**AIM OF THE TASK:** Please set down the entries below once more, exactly.

**DATASET CONTENT:**
+++

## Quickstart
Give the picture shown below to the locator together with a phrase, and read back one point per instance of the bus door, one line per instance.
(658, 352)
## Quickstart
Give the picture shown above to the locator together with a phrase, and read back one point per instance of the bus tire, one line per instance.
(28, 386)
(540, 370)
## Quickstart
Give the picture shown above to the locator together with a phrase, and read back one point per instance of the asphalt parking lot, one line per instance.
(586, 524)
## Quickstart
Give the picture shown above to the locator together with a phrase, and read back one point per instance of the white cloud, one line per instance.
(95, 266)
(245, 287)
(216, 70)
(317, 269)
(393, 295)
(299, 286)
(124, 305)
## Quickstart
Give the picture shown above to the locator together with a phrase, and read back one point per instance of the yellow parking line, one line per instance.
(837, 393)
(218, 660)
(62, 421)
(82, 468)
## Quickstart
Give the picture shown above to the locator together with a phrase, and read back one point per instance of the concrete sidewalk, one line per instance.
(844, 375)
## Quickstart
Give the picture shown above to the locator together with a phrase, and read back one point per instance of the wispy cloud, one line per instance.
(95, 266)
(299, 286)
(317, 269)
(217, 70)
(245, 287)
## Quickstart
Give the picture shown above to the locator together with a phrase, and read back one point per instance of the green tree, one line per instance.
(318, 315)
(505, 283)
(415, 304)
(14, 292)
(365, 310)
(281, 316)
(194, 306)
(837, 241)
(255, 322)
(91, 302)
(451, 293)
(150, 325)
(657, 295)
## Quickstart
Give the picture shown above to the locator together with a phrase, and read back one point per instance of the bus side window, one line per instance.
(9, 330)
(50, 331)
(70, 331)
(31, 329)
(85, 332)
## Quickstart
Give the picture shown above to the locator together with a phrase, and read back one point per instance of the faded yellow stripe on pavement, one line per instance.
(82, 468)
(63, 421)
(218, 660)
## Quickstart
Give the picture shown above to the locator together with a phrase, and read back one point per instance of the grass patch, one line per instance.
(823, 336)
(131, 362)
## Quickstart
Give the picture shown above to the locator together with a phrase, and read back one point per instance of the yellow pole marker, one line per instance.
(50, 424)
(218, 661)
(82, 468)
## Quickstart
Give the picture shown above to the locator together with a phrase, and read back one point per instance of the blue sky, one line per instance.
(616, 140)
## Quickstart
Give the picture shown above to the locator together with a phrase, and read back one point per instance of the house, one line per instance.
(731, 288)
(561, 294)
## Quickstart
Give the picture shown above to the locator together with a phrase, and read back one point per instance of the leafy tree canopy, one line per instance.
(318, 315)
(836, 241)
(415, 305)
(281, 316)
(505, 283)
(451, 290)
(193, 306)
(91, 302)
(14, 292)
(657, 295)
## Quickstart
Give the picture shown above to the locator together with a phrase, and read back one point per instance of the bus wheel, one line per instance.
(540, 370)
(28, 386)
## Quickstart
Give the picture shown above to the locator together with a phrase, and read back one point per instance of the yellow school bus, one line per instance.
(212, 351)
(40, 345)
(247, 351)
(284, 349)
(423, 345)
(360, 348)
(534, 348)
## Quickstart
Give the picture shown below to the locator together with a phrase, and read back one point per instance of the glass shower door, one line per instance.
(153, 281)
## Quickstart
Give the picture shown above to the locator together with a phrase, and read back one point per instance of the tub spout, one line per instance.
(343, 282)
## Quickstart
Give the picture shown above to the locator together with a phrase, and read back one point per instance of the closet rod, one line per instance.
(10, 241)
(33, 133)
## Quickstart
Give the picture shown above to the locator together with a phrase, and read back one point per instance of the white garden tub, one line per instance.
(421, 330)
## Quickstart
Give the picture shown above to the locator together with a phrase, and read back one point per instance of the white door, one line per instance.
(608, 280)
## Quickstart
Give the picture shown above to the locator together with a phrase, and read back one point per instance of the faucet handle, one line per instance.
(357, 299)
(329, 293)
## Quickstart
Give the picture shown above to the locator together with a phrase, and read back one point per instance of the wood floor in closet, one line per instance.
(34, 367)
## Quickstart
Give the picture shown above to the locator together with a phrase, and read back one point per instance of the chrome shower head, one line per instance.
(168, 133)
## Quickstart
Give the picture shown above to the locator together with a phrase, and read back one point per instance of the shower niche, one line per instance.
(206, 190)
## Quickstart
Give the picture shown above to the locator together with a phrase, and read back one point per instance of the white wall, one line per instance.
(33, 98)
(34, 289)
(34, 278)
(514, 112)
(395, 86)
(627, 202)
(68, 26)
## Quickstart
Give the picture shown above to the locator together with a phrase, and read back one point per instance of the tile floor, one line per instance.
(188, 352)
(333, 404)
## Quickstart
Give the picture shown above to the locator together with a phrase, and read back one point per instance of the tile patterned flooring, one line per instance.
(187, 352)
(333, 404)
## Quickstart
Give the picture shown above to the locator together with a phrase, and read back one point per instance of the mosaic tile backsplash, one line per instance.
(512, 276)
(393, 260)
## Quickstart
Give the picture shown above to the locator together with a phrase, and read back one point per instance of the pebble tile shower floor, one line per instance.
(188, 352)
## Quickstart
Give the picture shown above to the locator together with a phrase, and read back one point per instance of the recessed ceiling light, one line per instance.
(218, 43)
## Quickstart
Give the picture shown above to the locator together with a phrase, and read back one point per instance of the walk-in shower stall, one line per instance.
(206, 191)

+++

**RESULT OF THE TASK:**
## Quickstart
Give the picture shown below to the locator together with a phrase, and read back one point per instance of the bus door, one line per instance.
(658, 352)
## Quickstart
Give the picture shown above to the locator together with a phrase, and read back one point per instance of the bus tire, one line per instance.
(28, 386)
(540, 370)
## Quickstart
Give the picture shown above to the locator together with a phrase, and read back one point per instance of the asphalt parking lot, one line per instance.
(586, 524)
## Quickstart
Give the picture shown above to the locator together with a phrase, and read back one point per instance of the white cloud, one line per instance.
(95, 266)
(245, 287)
(216, 70)
(317, 269)
(393, 295)
(299, 286)
(124, 305)
## Quickstart
Give the picture shown above to the locator together with a phrase, and read back one point per instance of the yellow parking line, one line per instance.
(837, 393)
(218, 660)
(62, 421)
(82, 468)
## Quickstart
Give the picture shown above to the locator together with a phrase, and read back one point per instance of the concrete sidewalk, one line per instance.
(844, 375)
## Quickstart
Give the picture shown above to the locator together with a phrase, and read back one point per instance of the wispy cloud, one line per instance.
(95, 266)
(299, 286)
(317, 269)
(217, 70)
(245, 287)
## Quickstart
Give the picture shown above to the locator together with a phrase, and read back one point per instance of the green tree, one line per instance.
(318, 315)
(505, 283)
(415, 304)
(14, 292)
(365, 310)
(281, 316)
(194, 306)
(837, 241)
(255, 322)
(91, 302)
(451, 293)
(150, 325)
(657, 295)
## Quickstart
Give the picture shown above to the locator together with a phrase, and read back one point per instance of the bus side window, one line per instance.
(9, 330)
(50, 331)
(70, 331)
(31, 329)
(85, 332)
## Quickstart
Give the picture shown above to the locator together with a phrase, and read back one point per instance of the faded yellow stripe on pavement, one line per instance.
(82, 468)
(63, 421)
(218, 660)
## Quickstart
Give the picture shown above to the locator together with a phrase, and read back one point per instance of the grass patch, one line per instance.
(823, 336)
(131, 362)
## Quickstart
Give the picture shown above to the locator together with a phrase, and read back one point per instance of the yellow pole marker, one line per instance.
(50, 424)
(218, 661)
(82, 468)
## Quickstart
Give the picture shown above to the locator together with a phrase, and read back one point per instance of the blue sky, one line per instance.
(616, 140)
## Quickstart
Give the picture shown above to the locator together with a phrase, and read back one point per instance of the house, one line per instance.
(731, 288)
(561, 294)
## Quickstart
Give the picture shown above to the locator together with a phrase, and read back one point per instance of the leafy tree canopy, one line per instance.
(318, 315)
(836, 241)
(415, 305)
(281, 316)
(505, 283)
(451, 290)
(193, 306)
(91, 302)
(14, 292)
(657, 295)
## Quickstart
Give the picture shown above to the locator together with a phrase, and read back one point per instance of the bus wheel, one line per instance.
(540, 370)
(28, 386)
## Quickstart
Give the picture shown above to the locator together with a phrase, and read back one point per instance of the yellow school bus, one line per instance.
(212, 351)
(40, 345)
(247, 351)
(284, 349)
(423, 345)
(360, 348)
(534, 348)
## Quickstart
Give the picture shown below to the locator together with a phrase, and read back one point per instance of the glass shower door, one line per instance.
(153, 281)
## Quickstart
Give the picture shown above to the locator together with a phrase, and read back one point per instance of the tub spout, one line per instance.
(343, 282)
## Quickstart
Give the picture shown above to the locator together with a phrase, and read back one point per instance of the closet rod, one line per instance.
(10, 241)
(33, 133)
## Quickstart
Give the picture shown above to the locator together with a phrase, and read back one point per instance of the white garden tub, one line per instance.
(421, 330)
## Quickstart
Give the picture shown above to the locator together with a phrase, and read back one point per instance of the white door, one line per instance.
(608, 280)
## Quickstart
Give the picture shown above to the locator together with a phrase, and read back one point per instance of the faucet handle, one line per instance.
(357, 299)
(329, 293)
## Quickstart
Give the picture shown above to the locator together with a phrase, and read back one point per instance of the wood floor in closet, one line per instance.
(34, 367)
## Quickstart
Give the picture shown above to the locator together with a phrase, and read back one point per instance of the chrome shower head, one line per instance.
(168, 133)
## Quickstart
Give the picture shown above to the locator together with a phrase, and read back one point per instance of the shower niche, one line per instance.
(206, 190)
## Quickstart
Give the picture shown above to the locator together with a phrase, and read back one point per instance of the white wall, one line per instance.
(33, 98)
(34, 289)
(34, 278)
(514, 112)
(395, 86)
(627, 202)
(68, 26)
## Quickstart
Give the picture shown above to the locator together with a phrase, and read back one point per instance of the tile floor, one line per instance.
(188, 352)
(333, 404)
## Quickstart
Give the picture shown above to the locator together with a phrase, and read back one point per instance of the tile patterned flooring, one line per instance.
(187, 352)
(333, 404)
## Quickstart
Give the picture shown above to the locator together with a phrase, and read back one point per instance of the mosaic tile backsplash, one line per instance.
(512, 276)
(393, 260)
## Quickstart
Give the picture shown above to the locator together with a phrase, and read back one point per instance of the pebble tile shower floor, one line per instance.
(188, 352)
## Quickstart
Give the picture shown above to the locator together with a phrase, and read back one point per instance of the recessed ceiling light, one line per instance.
(218, 43)
## Quickstart
Give the picture shown above to the locator together with a phrase, and read back one point per instance of the walk-in shower stall, one line per instance.
(206, 191)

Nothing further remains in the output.